Herself: Handled his major crisis very well. Discovered that pounding on my keyboard hurts my hand. Had a very good but busy day culminating in dinner out by the bay. Found some new blue shoes, then found the same shoes on the sale rack 30% off. I felt like I had been crowned. Old shoes to repair shop this morning.
Balance: How quiet the world is when the fogs are in.
Caught my attention: Stone House Cinemas. Many of the interior details are from the turn of the 20th century ocean liner Columbus. Bare bones warehouse outside; glorious interiors.
Or, how about DeSotoLand. What fun.
Or is this excessive?
G’s mother has a lot to answer for. Really. Instead of communicating, she shopped. When I first met G’s parents, I was so delighted to find a modern, forward thinking couple. I didn’t know of all those hidden details. Shopping as a form of reward was one.

____________

Job = Name each label in the diary text that is followed by a colon and opens an entry.

____________

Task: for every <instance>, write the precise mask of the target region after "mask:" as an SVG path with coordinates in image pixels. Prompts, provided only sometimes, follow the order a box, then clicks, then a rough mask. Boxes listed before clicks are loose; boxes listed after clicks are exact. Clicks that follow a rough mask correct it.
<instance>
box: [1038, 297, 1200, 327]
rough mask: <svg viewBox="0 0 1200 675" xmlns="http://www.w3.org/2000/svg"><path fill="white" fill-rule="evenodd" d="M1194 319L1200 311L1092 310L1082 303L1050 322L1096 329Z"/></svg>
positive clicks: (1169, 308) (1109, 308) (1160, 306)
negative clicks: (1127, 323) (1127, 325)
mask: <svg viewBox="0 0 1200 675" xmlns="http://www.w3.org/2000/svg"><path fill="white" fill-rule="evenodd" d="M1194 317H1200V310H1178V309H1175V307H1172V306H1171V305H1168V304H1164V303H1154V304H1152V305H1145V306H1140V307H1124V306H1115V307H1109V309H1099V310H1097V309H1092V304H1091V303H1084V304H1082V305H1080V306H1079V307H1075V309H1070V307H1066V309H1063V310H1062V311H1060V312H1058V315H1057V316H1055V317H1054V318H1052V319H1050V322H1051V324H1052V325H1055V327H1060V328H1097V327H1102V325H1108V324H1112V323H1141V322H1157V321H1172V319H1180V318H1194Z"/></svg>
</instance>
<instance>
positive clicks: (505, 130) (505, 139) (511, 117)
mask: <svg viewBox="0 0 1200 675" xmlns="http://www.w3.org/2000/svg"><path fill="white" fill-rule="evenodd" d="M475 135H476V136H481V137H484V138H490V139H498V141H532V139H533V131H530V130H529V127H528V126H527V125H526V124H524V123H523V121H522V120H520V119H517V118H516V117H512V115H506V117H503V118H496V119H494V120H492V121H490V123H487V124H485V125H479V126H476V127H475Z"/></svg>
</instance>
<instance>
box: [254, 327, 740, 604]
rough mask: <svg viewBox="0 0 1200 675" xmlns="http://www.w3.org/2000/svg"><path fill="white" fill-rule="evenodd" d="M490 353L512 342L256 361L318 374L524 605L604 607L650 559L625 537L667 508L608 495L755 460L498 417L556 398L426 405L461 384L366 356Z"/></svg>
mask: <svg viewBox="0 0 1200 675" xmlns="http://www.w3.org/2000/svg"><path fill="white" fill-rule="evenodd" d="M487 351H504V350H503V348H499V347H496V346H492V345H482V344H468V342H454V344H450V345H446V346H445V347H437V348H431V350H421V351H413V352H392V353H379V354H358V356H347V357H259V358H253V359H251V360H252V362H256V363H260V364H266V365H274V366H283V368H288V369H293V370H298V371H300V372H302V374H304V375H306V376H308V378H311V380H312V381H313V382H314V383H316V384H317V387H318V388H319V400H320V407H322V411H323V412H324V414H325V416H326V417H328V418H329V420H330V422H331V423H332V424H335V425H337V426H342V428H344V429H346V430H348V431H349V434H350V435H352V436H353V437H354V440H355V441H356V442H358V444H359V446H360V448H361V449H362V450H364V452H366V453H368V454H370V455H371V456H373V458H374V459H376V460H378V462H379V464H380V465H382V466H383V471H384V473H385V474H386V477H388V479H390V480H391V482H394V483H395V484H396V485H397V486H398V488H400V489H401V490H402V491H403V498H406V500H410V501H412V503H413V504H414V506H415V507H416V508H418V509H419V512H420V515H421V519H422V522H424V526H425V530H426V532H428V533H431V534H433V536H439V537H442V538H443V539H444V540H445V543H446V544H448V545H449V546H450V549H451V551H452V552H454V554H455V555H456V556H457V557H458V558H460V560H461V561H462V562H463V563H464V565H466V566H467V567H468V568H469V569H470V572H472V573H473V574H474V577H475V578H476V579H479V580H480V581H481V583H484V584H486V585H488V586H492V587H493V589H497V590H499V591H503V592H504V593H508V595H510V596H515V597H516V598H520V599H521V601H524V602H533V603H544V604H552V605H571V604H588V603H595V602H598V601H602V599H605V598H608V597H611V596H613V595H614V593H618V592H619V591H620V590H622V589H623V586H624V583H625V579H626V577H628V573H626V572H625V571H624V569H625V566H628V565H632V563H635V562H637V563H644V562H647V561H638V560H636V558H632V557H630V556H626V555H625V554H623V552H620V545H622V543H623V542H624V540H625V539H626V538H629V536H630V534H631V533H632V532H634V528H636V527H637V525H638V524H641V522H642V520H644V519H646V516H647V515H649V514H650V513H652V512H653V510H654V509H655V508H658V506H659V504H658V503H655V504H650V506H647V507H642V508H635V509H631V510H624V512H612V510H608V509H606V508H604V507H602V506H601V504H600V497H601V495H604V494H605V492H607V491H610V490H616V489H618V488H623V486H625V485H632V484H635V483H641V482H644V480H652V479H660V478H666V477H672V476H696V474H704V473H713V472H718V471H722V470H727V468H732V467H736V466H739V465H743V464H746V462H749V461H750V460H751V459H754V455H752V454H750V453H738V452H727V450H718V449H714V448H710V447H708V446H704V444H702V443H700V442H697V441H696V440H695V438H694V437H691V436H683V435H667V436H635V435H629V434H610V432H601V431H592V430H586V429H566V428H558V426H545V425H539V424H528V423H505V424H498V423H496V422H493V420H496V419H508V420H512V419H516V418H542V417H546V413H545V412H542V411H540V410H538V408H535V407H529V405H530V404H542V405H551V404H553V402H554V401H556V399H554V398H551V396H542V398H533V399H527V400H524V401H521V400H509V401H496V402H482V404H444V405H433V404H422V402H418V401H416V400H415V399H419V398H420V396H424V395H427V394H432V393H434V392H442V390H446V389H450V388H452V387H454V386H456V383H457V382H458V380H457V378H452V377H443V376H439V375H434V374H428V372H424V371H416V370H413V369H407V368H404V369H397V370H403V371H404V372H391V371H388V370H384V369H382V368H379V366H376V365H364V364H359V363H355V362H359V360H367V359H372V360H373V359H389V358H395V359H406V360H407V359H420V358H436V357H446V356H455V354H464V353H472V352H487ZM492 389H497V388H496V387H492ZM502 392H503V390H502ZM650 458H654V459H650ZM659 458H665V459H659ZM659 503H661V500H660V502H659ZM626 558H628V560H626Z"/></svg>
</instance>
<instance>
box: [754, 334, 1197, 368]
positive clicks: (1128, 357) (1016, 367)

____________

Output of the task =
Herself
Balance
Caught my attention